◆ **Assignment**: Reproduce, with no changes, the line that contains "positive clicks: (329, 242) (313, 235)" and all the lines that come after it in the records.

The records Start Marker

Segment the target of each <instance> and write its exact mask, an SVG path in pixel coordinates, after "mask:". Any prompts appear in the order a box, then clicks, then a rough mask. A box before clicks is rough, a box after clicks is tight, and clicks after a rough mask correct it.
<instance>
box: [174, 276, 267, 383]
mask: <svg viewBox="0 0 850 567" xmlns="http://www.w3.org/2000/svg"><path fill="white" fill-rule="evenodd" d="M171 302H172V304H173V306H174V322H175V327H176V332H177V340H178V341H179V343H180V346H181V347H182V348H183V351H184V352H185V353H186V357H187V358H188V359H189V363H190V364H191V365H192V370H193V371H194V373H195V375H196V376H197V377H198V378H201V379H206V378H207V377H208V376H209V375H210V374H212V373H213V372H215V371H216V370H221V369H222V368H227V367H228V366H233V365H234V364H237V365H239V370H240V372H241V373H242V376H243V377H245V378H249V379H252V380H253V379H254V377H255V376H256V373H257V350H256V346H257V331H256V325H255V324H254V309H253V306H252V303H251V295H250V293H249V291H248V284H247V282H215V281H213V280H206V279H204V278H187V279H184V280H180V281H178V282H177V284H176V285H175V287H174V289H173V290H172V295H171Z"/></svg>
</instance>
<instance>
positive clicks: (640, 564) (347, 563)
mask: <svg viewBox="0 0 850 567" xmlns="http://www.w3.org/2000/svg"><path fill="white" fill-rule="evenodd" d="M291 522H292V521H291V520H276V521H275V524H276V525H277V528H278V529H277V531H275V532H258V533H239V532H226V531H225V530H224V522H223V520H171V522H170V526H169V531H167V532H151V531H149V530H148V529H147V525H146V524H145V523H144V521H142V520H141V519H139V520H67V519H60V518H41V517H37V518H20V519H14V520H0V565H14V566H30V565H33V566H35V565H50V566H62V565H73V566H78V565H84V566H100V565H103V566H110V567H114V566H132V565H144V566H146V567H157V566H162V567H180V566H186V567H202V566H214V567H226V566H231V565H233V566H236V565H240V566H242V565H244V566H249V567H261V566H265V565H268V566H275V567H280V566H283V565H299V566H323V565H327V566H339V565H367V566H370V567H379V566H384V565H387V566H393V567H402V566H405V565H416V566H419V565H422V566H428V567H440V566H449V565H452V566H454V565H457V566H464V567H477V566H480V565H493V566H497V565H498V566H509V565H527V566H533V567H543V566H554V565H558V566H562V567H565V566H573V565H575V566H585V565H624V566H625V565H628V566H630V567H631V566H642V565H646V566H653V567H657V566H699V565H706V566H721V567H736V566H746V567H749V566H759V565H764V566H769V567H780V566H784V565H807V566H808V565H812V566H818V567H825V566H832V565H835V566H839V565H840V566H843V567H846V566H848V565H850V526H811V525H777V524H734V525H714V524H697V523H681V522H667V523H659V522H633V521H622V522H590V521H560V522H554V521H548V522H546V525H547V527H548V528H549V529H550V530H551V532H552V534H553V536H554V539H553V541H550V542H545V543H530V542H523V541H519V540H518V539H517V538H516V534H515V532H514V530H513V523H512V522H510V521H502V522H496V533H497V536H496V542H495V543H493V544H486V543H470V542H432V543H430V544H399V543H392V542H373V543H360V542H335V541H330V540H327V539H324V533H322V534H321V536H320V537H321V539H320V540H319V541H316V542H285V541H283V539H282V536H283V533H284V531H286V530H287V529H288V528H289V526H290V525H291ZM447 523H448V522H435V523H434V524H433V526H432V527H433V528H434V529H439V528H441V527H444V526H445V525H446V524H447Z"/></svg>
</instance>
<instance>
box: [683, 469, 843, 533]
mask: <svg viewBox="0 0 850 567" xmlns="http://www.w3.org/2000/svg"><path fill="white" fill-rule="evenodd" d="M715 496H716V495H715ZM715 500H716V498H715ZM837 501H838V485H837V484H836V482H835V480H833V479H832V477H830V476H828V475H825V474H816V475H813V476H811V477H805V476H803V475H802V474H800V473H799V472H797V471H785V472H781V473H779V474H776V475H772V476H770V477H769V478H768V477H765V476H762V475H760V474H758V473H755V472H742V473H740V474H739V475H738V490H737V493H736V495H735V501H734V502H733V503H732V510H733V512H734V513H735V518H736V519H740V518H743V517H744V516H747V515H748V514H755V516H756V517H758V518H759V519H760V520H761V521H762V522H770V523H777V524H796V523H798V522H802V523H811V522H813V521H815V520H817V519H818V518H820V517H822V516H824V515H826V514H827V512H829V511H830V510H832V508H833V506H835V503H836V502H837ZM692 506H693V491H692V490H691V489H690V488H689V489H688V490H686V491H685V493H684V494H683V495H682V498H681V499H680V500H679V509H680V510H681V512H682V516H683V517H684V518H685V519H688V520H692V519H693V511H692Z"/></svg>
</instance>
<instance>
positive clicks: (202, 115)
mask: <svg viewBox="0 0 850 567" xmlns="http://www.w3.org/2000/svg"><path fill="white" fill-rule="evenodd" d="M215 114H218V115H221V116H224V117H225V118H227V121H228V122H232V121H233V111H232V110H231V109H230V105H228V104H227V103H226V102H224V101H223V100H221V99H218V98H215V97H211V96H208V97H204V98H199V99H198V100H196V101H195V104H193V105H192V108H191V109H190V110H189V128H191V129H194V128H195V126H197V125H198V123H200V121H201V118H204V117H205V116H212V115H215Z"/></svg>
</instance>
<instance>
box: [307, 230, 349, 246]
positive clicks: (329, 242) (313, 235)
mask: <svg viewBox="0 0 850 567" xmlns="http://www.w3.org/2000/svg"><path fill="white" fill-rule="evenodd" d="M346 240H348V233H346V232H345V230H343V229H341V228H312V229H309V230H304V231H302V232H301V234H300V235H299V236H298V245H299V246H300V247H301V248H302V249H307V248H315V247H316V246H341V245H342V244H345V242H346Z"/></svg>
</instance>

The records End Marker

◆ **Response to this task**:
positive clicks: (329, 242) (313, 235)
mask: <svg viewBox="0 0 850 567" xmlns="http://www.w3.org/2000/svg"><path fill="white" fill-rule="evenodd" d="M346 240H348V233H346V232H345V230H343V229H341V228H312V229H309V230H304V231H302V232H301V234H300V235H299V236H298V245H299V246H300V247H301V248H302V249H307V248H315V247H316V246H341V245H342V244H345V242H346Z"/></svg>
</instance>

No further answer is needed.